Segmentation labeling rows:
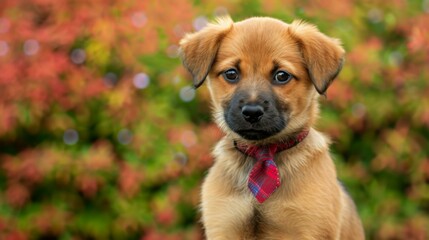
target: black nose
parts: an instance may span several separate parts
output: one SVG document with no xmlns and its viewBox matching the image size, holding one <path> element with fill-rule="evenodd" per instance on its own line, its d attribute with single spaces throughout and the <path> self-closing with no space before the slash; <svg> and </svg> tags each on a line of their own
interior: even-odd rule
<svg viewBox="0 0 429 240">
<path fill-rule="evenodd" d="M 241 114 L 246 121 L 255 123 L 261 120 L 262 115 L 264 115 L 264 108 L 260 105 L 244 105 Z"/>
</svg>

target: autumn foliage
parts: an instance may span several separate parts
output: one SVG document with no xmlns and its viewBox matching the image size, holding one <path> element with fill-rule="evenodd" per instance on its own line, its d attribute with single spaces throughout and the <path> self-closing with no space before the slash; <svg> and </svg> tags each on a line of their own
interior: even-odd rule
<svg viewBox="0 0 429 240">
<path fill-rule="evenodd" d="M 177 49 L 227 12 L 342 40 L 318 125 L 339 178 L 369 239 L 429 238 L 429 1 L 2 0 L 0 239 L 202 239 L 222 134 Z"/>
</svg>

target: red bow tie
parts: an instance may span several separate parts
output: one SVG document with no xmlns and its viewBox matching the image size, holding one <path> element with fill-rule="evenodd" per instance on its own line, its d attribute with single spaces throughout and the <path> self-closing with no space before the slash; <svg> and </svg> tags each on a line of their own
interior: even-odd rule
<svg viewBox="0 0 429 240">
<path fill-rule="evenodd" d="M 256 159 L 247 184 L 258 202 L 263 203 L 280 186 L 279 169 L 274 162 L 274 155 L 296 146 L 307 135 L 308 131 L 302 131 L 286 142 L 265 146 L 247 146 L 234 142 L 240 152 Z"/>
</svg>

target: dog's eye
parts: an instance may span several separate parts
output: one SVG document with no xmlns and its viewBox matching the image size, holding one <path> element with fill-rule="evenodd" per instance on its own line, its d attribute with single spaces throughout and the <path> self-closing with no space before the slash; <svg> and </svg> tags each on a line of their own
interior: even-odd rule
<svg viewBox="0 0 429 240">
<path fill-rule="evenodd" d="M 223 78 L 228 82 L 236 83 L 239 80 L 239 75 L 237 70 L 231 68 L 223 73 Z"/>
<path fill-rule="evenodd" d="M 285 71 L 277 71 L 274 74 L 274 82 L 277 84 L 286 84 L 293 78 L 292 74 Z"/>
</svg>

GIVEN PROBLEM:
Can you reproduce every row above word for word, but without the pictures?

EXERCISE RESPONSE:
target: black nose
parts: an instance may span several separate parts
output: one SVG document with no xmlns and its viewBox matching the image size, holding one <path> element with fill-rule="evenodd" per instance on its own line, its d attribute with single spaces throughout and the <path> self-closing with no space before the slash; <svg> and </svg> tags each on a line of their own
interior: even-odd rule
<svg viewBox="0 0 429 240">
<path fill-rule="evenodd" d="M 241 114 L 246 121 L 255 123 L 261 120 L 262 115 L 264 115 L 264 108 L 260 105 L 244 105 Z"/>
</svg>

target: autumn foliage
parts: an instance may span several separate parts
output: one SVG document with no xmlns and its viewBox matching the image size, holding one <path> element with fill-rule="evenodd" per instance on its own line, its d attribute with single spaces throughout and the <path> self-closing with no space before the slash; <svg> and </svg> tags each on a line of their own
interior: even-odd rule
<svg viewBox="0 0 429 240">
<path fill-rule="evenodd" d="M 177 49 L 227 12 L 342 40 L 318 125 L 339 178 L 369 239 L 429 238 L 429 1 L 2 0 L 0 239 L 202 239 L 222 134 Z"/>
</svg>

target: red bow tie
parts: an instance may span several separate parts
output: one SVG document with no xmlns and its viewBox matching the image size, holding one <path> element with fill-rule="evenodd" per instance on its own line, its d attribute with single spaces throughout and the <path> self-closing with no space before the slash; <svg> and </svg> tags each on a line of their own
interior: even-odd rule
<svg viewBox="0 0 429 240">
<path fill-rule="evenodd" d="M 256 159 L 247 184 L 258 202 L 263 203 L 280 186 L 279 169 L 274 162 L 274 155 L 296 146 L 307 135 L 308 131 L 302 131 L 286 142 L 265 146 L 247 146 L 234 142 L 240 152 Z"/>
</svg>

target: dog's eye
parts: an instance may span several separate parts
output: one SVG document with no xmlns and its viewBox matching the image size, holding one <path> element with fill-rule="evenodd" per instance on its own line, its d attribute with single spaces throughout and the <path> self-closing with no space before the slash; <svg> and </svg> tags each on a line of their own
interior: even-odd rule
<svg viewBox="0 0 429 240">
<path fill-rule="evenodd" d="M 223 78 L 228 82 L 236 83 L 239 80 L 239 75 L 237 70 L 231 68 L 223 73 Z"/>
<path fill-rule="evenodd" d="M 285 71 L 277 71 L 274 74 L 274 82 L 277 84 L 286 84 L 293 78 L 292 74 Z"/>
</svg>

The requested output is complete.